PASSAGE FOR REVIEW:
+ + +
Metastasis—the development of tumor growth at a secondary site—is responsible for the majority of cancer-related deaths. It occurs when the primary tumor site sheds cancerous cells which are then circulated through the body via blood vessels or lymph nodes. These become seeds for eventual tumor growth at a secondary location in the body.
Detection of these very rare cells, known as circulating tumor cells or CTCs, is important for early prognosis of serious disease as well as to monitor the effectiveness of treatment. Currently, there is only one method for CTC detection approved by the U.S. Food & Drug Administration (FDA), CellSearch, which is used to diagnose breast, colorectal and prostate cancer.
Results from a recent study—a collaboration between Lehigh University, Lehigh Valley Cancer Institute, and Pennsylvania State University—demonstrates the potential for a new method of detecting circulating tumor cells. Unlike existing methods, which rely on an expensive and time-consuming process that involves labeling antibodies with fluorescence, this technique uses a powerful label-free detection method. Developed by Yaling Liu, a faculty member in Lehigh’s Department of Bioengineering and in the Department of Mechanical Engineering and Mechanics, in collaboration with Xiaolei Huang, faculty member in Penn State’s College of Information Sciences and Technology, the technique applies a machine learning algorithm to bright field microscopy images of cells detected in patient blood samples containing white blood cells and CTCs.
The blood samples were drawn from participating patients undergoing treatment for stage 4 renal, or kidney, cancer at Lehigh Valley Hospital-Cedar Crest under the care of Suresh G. Nair, M.D., Physician in Chief at Lehigh Valley Cancer Institute. The model yielded a high rate of accuracy: 88.6% overall accuracy on patient blood and 97% on cultured cells. The results have been published in Nature Scientific Reports in an article called “Label-free detection of rare circulating tumor cells by image analysis and machine learning.” In addition to Liu, Huang, and Dr. Nair, authors include three Lehigh Ph.D. students Shen Weng, Yuyuan Zhou and Xiachen Qin .
Dr. Nair says Liu’s innovative technique to isolate rare circulating cancer cells in a tube of blood—which can number as few as 15 cells in one billion—represents “a simpler, elegant and cost effective approach to monitoring patients on therapies such as immunotherapy and targeted therapy for cancer at the circulating cell level rather than scans such as CAT scans, which look for 100 million or more cells organized into a one centimeter tumor.”
“This study, though small, demonstrates that our method can achieve high accuracy on the identification of rare CTCs without the need for advanced devices or expert users, thus providing a faster and simpler way for counting and identifying CTCs,” says Liu. “With more data becoming available in the future, the machine learning model can be further improved and serve as an accurate and easy-to-use tool for CTC analysis.”
The method, he says, requires minimal data pre-processing and has an easy experimental setup. To arrive at the results, the team preprocessed the whole blood samples, capturing the bright field and fluorescent images of the cells. They trained a deep learning model with cropped single-cell in bright field images and used the corresponding fluorescent images as ground truth labels. They also trained and tested a model with cultured cell lines as a comparison. The group then did the testing and summarized the statistical results of the trained model.
+ + +
EXTRACTED INFORMATION:
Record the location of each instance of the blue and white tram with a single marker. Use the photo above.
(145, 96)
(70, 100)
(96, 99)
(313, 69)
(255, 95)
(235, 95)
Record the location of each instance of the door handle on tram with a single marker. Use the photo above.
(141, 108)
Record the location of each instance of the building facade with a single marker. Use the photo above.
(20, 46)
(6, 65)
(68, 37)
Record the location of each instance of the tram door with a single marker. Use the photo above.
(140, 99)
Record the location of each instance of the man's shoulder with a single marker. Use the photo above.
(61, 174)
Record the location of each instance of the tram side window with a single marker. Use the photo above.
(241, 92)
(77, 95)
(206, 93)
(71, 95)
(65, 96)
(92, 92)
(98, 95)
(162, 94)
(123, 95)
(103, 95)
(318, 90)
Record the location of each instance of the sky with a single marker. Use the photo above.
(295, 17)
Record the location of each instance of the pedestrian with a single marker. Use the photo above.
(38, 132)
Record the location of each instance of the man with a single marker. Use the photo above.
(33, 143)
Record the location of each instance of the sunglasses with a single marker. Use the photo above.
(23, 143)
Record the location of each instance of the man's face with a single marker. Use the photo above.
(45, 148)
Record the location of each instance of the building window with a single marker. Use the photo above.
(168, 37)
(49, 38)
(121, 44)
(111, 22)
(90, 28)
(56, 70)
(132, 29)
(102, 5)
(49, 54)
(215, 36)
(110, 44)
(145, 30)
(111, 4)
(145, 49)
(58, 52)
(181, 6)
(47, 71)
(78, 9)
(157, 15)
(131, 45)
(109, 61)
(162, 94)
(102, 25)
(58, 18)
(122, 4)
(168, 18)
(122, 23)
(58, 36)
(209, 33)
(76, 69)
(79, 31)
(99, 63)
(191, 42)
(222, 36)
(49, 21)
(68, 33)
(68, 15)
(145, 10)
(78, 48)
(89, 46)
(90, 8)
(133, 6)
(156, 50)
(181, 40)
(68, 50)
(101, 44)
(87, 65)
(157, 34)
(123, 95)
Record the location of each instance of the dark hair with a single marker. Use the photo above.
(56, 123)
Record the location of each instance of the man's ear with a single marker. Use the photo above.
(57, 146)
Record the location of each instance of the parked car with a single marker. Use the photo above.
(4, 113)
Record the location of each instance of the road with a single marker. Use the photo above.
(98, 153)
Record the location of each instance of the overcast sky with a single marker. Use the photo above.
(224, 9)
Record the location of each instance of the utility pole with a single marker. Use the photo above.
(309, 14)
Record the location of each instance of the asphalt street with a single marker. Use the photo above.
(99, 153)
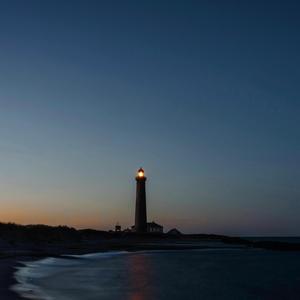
+ + +
EXERCISE SET:
1. Reproduce word for word everything in the article on circulating tumor cells from "Metastasis—the development of" down to "in the body.".
2. List every author of the published study that the article on circulating tumor cells names.
3. According to the article on circulating tumor cells, why does detecting circulating tumor cells matter?

RESULTS:
1.
Metastasis—the development of tumor growth at a secondary site—is responsible for the majority of cancer-related deaths. It occurs when the primary tumor site sheds cancerous cells which are then circulated through the body via blood vessels or lymph nodes. These become seeds for eventual tumor growth at a secondary location in the body.

2. Yaling Liu, Xiaolei Huang, Suresh G. Nair, Shen Weng, Yuyuan Zhou, and Xiachen Qin.

3. Detecting these rare cells supports early prognosis of serious disease. It also allows doctors to monitor how well a treatment is working.